▶ [SOURCE DOCUMENT]:

********

Saturday, April 01, 2006

The God who Speaks

I have been reading N.T. Wright's Scripture and the Authority of God.

I will aim to review it more completely when I have finished reading it, but for now I will say that it is shaping up to be an altogether refreshing read. Every now and again you read a book which doesn't so much give you something new, but instead more fully articulates something you already sensed was true, and in doing so helps to order your thoughts into something more lucid and coherent.

********

▶ [ASSIGNMENT A]: In the blog post, rewrite the part that opens with the words containing "I will aim to" and closes with "lucid and coherent.", replacing "refreshing" with "stimulating".
▶ [ASSIGNMENT B]: Translate this sentence from the blog post into Spanish: "I have been reading N.T. Wright's Scripture and the Authority of God."

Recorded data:
********

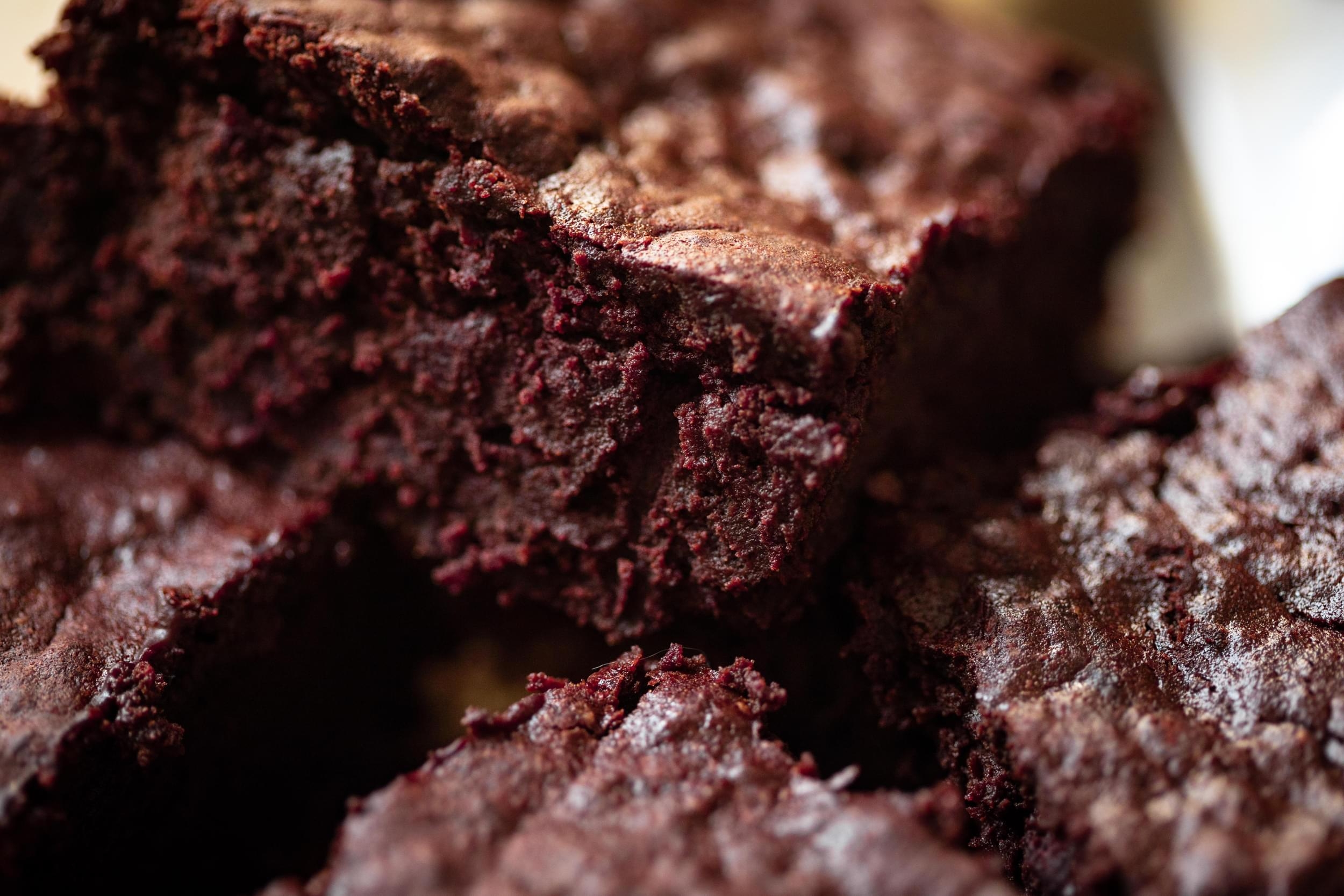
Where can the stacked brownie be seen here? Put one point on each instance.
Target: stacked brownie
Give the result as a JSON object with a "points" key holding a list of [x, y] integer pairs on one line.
{"points": [[737, 319], [646, 778], [608, 304], [176, 677], [1131, 644]]}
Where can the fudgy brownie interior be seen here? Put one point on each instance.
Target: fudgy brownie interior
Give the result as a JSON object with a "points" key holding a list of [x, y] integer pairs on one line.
{"points": [[606, 304], [1131, 641]]}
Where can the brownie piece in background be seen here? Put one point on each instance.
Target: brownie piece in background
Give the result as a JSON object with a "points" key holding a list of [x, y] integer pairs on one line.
{"points": [[646, 778], [183, 657], [1133, 644], [611, 303]]}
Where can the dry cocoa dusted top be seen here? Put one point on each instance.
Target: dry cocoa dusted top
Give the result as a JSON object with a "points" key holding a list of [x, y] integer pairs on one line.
{"points": [[644, 779], [105, 554], [795, 149]]}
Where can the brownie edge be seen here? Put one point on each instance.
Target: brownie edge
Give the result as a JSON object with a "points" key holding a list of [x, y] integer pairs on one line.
{"points": [[1132, 644], [609, 305], [649, 777]]}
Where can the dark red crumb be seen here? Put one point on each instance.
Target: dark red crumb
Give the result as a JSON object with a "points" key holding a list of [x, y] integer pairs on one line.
{"points": [[1135, 648], [651, 777], [611, 305]]}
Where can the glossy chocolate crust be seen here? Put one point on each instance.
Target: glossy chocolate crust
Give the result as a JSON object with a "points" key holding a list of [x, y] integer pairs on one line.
{"points": [[600, 297], [647, 778], [1135, 649], [159, 690]]}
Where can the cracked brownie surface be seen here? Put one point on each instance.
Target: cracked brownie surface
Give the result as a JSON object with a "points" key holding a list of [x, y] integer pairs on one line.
{"points": [[611, 303], [1132, 642], [648, 777]]}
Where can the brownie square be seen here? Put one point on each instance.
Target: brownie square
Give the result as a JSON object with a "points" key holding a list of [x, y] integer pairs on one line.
{"points": [[176, 642], [649, 777], [1132, 644], [612, 304]]}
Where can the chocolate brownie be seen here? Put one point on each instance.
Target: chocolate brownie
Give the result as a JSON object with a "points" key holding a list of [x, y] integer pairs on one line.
{"points": [[175, 645], [1133, 645], [612, 303], [646, 778]]}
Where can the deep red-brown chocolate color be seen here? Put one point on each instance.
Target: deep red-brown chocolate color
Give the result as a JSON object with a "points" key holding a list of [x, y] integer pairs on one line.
{"points": [[1133, 647], [647, 778], [611, 303]]}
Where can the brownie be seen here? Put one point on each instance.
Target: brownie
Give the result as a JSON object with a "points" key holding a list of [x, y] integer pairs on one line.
{"points": [[609, 303], [1132, 644], [175, 647], [649, 777]]}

********

▶ [RESPONSE A]:
I will aim to review it more completely when I have finished reading it, but for now I will say that it is shaping up to be an altogether stimulating read. Every now and again you read a book which doesn't so much give you something new, but instead more fully articulates something you already sensed was true, and in doing so helps to order your thoughts into something more lucid and coherent.

▶ [RESPONSE B]: He estado leyendo Scripture and the Authority of God, de N.T. Wright.